Text for analysis -
┌──

Windows Defender receives signatures updates on Windows 7 again, after 3 week pause


Originally published at:

Windows Defender on Windows 7 has not received signature updates for the last three weeks. For a yet unknown reason, Microsoft didn’t update the signatures of the built-in anti-malware application the last 21 days.


Called Out dated O/S. Windows 10 if you configure it right works just like Windows 7 again but then again no one seems to be doing their homework.


It is a supported OS, you would have apoint if this was the middle of 2020, but it’s not.


Yeah, I don’t feel sorry for people still using Windows 7 when that free upgraded lasted til about mid-Jan 2018 before it was no longer available even though I know officially it ended at the end of July 2016. but anyone could still get it til about mid-Jan 2018 for $0.00 if they knew what to do.

basically Windows 10 is better than Windows 7 as long as it supports your hardware as I don’t understand those die hard Windows 7 users who refuse to upgrade to Windows 10 especially when it’s free as even if you wanted to use Windows 7 for as long as possible it would have been wise to take advantage of the free upgrade offer to Win10 so when Windows 7 support ends in Jan 2020 you can then shift over to Windows 10 if you need to as chances are many will still be using the same hardware after Jan 2020. so I never understood those people as it would seem that at the very least would have registered a free Windows 10 copy for their computer even if they wanted to go back to Win7 in the mean-time.

└──

Problems and tasks -
A) In the discussion of Windows Defender updates on Windows 7, how long did the built-in anti-malware application go without signature updates?
B) In the discussion of Windows Defender updates on Windows 7, why does the last comment say even users who wanted to keep Windows 7 should have taken the free Windows 10 upgrade?
C) Proceed with the discussion of Windows Defender updates on Windows 7, starting right after its final comment.

Stored dataset items:
┌──

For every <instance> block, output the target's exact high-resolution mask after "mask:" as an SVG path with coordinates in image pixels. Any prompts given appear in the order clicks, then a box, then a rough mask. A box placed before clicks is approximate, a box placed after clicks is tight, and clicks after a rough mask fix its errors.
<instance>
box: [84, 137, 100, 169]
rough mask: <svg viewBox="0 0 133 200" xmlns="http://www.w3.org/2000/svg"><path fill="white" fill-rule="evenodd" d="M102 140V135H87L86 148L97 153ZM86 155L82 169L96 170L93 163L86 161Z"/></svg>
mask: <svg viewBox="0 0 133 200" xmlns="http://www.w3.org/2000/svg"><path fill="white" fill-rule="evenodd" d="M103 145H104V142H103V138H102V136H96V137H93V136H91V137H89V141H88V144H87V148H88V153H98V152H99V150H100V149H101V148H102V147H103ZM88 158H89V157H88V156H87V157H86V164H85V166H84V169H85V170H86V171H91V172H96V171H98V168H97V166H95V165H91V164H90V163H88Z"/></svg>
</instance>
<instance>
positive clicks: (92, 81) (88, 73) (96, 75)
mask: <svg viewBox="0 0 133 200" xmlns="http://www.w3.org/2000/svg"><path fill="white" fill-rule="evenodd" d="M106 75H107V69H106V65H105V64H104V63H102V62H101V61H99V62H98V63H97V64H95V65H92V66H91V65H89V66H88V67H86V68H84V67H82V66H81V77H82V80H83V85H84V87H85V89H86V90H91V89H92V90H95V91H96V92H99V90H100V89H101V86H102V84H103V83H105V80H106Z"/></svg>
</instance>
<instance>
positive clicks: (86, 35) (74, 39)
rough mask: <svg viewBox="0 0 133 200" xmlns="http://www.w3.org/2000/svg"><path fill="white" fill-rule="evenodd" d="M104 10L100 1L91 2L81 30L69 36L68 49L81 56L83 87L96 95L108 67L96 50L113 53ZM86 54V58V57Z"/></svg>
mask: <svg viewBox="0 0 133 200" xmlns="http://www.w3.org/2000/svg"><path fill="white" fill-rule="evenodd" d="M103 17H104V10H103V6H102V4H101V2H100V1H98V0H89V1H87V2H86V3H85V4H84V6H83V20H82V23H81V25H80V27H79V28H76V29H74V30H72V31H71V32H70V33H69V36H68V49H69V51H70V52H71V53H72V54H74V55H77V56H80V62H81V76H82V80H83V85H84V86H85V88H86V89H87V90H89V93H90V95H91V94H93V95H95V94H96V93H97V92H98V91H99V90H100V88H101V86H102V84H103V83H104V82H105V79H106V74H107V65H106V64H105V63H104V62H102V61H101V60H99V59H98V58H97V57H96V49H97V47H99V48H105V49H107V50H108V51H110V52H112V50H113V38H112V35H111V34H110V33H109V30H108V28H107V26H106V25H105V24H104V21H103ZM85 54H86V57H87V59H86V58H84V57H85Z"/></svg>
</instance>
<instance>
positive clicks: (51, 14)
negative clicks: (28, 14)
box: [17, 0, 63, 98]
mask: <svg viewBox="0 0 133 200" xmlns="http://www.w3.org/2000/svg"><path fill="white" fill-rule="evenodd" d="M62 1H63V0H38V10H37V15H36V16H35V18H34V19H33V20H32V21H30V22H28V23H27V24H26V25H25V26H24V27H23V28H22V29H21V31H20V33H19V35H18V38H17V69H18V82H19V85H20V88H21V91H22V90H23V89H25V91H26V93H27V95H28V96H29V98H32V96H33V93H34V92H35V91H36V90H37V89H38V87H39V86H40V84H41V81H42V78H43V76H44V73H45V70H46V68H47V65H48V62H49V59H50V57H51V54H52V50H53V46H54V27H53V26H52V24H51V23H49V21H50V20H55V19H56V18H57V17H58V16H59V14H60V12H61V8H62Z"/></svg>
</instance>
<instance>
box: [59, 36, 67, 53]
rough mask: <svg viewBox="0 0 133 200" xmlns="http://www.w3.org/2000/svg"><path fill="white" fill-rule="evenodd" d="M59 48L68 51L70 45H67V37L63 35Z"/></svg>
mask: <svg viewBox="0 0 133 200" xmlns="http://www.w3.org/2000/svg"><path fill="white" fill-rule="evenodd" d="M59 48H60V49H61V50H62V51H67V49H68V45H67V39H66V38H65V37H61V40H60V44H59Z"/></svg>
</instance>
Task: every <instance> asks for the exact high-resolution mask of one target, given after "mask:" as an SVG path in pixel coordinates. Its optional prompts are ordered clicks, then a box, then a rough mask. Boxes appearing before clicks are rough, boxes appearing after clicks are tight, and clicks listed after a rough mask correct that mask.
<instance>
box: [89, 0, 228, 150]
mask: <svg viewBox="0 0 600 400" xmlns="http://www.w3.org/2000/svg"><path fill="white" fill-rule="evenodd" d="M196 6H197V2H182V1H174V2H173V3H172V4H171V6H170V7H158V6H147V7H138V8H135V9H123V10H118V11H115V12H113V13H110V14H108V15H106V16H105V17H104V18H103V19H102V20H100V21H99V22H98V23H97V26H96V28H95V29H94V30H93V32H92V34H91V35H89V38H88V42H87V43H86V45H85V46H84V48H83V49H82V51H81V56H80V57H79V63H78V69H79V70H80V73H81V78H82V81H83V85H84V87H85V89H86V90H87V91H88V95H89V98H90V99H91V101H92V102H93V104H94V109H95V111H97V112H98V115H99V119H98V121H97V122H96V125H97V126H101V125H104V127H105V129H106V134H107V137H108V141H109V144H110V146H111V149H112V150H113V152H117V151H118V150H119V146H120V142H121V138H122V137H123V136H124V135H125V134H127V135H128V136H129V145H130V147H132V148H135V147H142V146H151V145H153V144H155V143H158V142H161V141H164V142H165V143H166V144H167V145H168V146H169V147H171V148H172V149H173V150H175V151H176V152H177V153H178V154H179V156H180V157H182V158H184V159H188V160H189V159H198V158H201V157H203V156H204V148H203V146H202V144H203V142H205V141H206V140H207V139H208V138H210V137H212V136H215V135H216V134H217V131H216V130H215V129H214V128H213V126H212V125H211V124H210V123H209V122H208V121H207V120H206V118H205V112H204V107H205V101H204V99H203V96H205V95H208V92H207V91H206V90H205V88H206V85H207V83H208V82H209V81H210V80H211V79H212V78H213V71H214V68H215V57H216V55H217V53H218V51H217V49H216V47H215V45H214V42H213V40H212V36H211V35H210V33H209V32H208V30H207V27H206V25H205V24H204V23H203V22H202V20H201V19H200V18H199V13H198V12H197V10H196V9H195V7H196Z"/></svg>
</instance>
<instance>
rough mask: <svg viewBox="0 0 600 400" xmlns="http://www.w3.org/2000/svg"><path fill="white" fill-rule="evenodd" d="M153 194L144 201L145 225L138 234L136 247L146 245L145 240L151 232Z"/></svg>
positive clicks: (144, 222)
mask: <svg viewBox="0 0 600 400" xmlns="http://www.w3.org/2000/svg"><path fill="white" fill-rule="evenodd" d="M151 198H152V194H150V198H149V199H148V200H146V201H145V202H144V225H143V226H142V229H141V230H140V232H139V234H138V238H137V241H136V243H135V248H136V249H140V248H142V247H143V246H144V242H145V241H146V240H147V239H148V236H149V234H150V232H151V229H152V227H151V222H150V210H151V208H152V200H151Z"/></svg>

└──

Responses by item number -
A) It went three weeks, or 21 days, without signature updates.

B) Taking the free upgrade would have let them move to Windows 10 when Windows 7 support ends in January 2020. The commenter expects many of them to still be using the same hardware after that date.

C)
but with that said, it does seem odd MS had a 3 week window where Windows Defender did not receive updates on Windows 7 considering it’s still supported til Jan 2020. seems that could have potentially put many users at risk.


Perhaps they didn’t want to jump thru the Microsoft Hoops to get it, Perhaps they don’t want to sign in to Microsoft adware just to run there OS. Perhaps a lot of little things people didn’t feel like doing for an OS. Nothing is free in Life there is always a cost ,somewhere.


What is worse about that is everyone who buys a PC/laptop these days is paying for a Windows 10 license but they’re still the product when it comes to Windows. And what about those that pay full price for a Windows license? Effectively, in many cases you are paying them to use and sell your data. Makes you think…


If you mean using using a online account for Windows 10 that’s not required as you can skip this during installation.

either way, Windows 7 is pretty much shot not long after Jan 2020 (i.e. no more security updates). so unless they plan on shifting to Linux or something like that, then what else are their choices? ; pretty much Linux or Windows 10. that’s why I don’t get why some would not at least register their copy even if they wanted to go back to Windows 7 in the mean-time. then say Jan 2020 comes and they are still using that computer with Windows 7, they can then shift back to Windows 10 and it will work. or dump it and shift to something like Linux Mint v19.

p.s. I got Linux Mint v19 (which came out recently) on a older laptop (HP DV5-1002nr (which is about 10 years old)) even though I did get Windows 10 registered on it before the mid-Jan 2018 deadline. only real problem with Windows 10 is the right side of the touchpad, which allows scrolling web pages quickly, does not work on Windows 10 where as it does on Mint.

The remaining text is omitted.